Task brief: Rewrite the entries starting with the line containing "Find the concrete" and going on through the line containing "1042], [240, 1038]]]", replacing "concrete curb" with "granite curb" and leaving everything else unchanged.

The input:

********

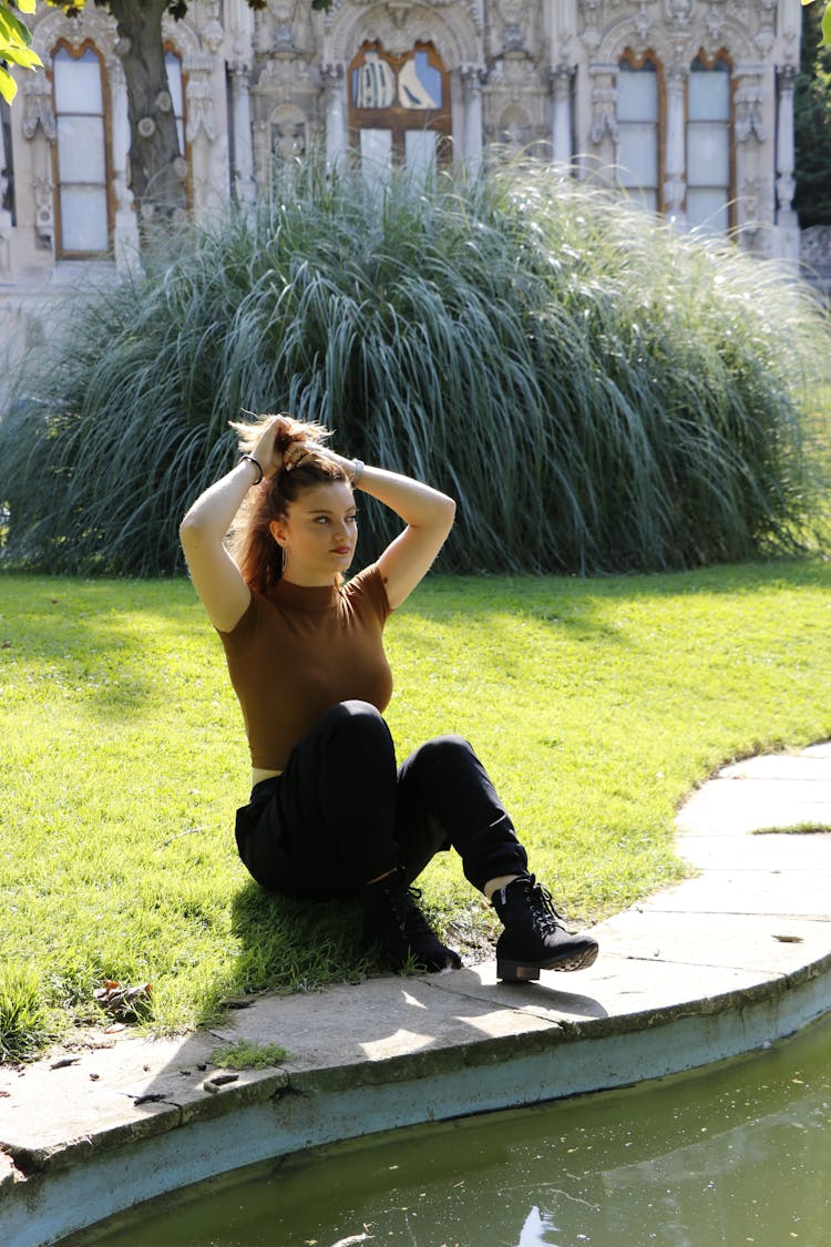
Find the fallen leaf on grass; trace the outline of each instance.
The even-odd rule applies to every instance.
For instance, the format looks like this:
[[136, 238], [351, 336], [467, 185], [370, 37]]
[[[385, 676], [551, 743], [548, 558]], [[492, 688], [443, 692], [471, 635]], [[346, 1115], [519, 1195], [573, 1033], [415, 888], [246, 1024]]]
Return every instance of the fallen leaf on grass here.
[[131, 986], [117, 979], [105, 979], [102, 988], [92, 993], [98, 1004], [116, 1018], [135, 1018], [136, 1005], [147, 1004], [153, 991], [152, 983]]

********

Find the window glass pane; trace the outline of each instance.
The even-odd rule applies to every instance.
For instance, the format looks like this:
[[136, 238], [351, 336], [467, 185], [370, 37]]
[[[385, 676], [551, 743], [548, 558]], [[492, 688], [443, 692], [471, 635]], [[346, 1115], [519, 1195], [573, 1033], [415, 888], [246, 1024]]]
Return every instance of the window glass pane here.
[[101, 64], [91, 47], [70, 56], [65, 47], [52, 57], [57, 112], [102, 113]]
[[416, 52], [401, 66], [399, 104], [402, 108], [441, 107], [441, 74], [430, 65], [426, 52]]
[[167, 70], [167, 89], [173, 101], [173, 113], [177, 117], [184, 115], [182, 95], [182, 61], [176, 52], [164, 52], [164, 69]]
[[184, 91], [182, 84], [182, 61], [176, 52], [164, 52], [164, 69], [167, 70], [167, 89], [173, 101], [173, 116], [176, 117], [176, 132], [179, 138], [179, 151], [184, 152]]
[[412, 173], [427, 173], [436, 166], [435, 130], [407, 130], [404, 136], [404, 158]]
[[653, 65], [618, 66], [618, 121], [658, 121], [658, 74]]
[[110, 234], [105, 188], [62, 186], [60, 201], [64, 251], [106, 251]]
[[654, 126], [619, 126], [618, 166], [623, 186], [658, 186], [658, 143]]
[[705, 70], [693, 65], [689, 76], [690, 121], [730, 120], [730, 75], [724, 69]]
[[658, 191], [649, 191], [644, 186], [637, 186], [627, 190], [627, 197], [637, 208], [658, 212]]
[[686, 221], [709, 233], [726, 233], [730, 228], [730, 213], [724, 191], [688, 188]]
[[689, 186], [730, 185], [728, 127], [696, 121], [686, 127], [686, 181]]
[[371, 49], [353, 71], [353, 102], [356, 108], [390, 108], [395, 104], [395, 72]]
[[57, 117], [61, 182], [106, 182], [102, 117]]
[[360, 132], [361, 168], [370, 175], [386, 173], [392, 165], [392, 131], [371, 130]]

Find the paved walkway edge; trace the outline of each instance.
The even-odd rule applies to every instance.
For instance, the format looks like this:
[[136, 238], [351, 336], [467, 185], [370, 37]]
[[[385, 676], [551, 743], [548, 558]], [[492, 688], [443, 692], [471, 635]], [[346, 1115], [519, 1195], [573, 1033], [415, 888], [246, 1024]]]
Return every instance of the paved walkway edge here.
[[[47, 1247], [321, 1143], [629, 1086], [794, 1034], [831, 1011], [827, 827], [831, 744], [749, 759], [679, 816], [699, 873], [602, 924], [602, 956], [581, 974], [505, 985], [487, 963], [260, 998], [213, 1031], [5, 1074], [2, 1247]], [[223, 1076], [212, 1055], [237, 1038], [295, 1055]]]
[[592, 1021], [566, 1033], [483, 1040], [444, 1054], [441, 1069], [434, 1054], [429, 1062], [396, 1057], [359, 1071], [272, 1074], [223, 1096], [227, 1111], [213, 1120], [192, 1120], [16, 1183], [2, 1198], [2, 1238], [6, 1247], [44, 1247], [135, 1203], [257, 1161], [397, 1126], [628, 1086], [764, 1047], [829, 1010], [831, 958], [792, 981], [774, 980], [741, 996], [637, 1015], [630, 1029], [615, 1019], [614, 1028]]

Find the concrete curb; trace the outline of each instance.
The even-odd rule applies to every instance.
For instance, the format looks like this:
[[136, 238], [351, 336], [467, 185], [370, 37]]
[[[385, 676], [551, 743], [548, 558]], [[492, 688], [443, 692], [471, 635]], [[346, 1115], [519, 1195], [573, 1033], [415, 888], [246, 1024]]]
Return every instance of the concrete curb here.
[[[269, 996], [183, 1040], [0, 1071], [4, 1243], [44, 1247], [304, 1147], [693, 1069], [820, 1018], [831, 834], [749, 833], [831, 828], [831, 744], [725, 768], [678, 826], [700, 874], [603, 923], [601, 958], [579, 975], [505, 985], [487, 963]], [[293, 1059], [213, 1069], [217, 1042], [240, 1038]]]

********

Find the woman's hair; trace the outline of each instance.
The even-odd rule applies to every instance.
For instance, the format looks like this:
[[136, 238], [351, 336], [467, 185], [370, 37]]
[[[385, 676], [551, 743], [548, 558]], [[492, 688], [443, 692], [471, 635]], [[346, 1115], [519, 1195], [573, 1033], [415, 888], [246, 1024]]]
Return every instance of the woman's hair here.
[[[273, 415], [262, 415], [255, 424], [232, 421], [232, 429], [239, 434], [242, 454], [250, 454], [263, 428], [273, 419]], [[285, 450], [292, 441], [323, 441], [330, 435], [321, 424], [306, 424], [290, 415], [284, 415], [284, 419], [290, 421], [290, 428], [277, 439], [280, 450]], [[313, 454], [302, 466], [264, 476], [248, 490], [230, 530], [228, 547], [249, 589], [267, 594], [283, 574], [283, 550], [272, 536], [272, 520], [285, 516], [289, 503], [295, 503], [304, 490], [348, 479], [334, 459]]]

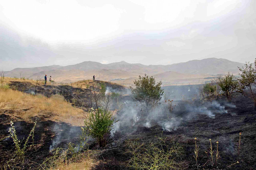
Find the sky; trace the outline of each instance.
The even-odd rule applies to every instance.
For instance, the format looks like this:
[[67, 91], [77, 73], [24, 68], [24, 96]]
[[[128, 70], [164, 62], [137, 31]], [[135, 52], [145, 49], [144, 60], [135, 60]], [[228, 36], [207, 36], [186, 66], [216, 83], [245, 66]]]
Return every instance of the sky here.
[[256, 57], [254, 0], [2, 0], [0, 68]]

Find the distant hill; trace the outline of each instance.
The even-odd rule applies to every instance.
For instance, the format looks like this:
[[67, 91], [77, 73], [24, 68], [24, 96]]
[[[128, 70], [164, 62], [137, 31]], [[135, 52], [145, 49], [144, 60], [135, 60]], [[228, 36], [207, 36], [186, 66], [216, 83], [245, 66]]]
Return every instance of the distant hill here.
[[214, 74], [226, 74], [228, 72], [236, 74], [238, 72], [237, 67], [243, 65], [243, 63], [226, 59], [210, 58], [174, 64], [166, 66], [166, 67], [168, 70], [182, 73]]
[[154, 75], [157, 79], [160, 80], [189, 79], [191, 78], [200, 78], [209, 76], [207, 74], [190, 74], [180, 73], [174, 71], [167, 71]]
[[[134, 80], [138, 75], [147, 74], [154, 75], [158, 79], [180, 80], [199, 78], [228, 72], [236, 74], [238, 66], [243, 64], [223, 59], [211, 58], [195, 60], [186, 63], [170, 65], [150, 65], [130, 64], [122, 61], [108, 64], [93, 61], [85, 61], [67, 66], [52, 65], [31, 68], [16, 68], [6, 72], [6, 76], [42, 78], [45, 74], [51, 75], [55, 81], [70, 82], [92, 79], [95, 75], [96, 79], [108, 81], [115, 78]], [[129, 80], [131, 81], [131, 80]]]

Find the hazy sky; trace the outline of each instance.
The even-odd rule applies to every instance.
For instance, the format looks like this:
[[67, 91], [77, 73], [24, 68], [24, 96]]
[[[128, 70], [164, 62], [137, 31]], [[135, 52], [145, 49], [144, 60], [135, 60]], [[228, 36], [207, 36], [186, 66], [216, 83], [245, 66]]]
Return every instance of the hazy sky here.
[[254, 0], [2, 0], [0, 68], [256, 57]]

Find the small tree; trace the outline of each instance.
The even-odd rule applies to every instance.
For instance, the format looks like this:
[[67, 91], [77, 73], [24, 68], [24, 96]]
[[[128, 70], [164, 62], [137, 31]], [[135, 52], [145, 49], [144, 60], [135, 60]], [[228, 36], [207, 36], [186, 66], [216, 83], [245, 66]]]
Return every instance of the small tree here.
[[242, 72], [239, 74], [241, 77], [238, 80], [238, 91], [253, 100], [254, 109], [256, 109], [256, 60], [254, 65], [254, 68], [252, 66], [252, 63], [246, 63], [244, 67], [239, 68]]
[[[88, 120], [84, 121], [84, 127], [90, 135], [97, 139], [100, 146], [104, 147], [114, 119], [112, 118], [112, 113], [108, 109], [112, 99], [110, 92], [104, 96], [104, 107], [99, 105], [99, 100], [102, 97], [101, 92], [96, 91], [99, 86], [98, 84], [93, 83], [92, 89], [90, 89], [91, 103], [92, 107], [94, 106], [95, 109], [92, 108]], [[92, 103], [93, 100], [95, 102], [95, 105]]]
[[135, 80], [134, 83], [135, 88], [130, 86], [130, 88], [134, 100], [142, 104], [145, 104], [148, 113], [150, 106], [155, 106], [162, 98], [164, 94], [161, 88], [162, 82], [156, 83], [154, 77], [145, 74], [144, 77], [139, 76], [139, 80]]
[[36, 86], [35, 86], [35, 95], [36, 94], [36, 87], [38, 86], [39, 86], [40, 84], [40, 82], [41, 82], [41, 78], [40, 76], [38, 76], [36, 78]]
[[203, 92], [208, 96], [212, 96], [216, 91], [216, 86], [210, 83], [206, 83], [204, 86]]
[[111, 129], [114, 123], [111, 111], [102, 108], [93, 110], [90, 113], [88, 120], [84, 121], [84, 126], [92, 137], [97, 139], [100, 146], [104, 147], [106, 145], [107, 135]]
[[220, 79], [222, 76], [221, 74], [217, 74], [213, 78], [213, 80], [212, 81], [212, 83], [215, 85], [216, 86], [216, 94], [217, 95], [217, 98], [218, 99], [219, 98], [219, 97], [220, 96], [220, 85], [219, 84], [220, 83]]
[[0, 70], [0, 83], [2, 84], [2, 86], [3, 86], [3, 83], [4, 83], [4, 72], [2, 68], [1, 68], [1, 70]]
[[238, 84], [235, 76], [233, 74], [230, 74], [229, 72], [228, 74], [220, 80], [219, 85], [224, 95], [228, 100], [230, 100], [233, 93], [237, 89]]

********

Right answer:
Find the granite curb; trace the outline of each instance.
The even-odd rule applies to every instance.
For instance, the format looks like this:
[[136, 238], [351, 336], [467, 185], [370, 37]]
[[[385, 676], [551, 743], [548, 558]], [[492, 688], [443, 692], [471, 635]], [[346, 1115], [519, 1195], [573, 1033], [415, 888], [246, 1024]]]
Return every instance of the granite curb here.
[[[269, 996], [183, 1040], [0, 1071], [4, 1243], [44, 1247], [304, 1147], [693, 1069], [820, 1018], [831, 834], [749, 833], [831, 828], [831, 744], [725, 768], [678, 826], [700, 874], [603, 923], [601, 958], [579, 975], [505, 985], [487, 963]], [[293, 1059], [213, 1069], [217, 1042], [240, 1038]]]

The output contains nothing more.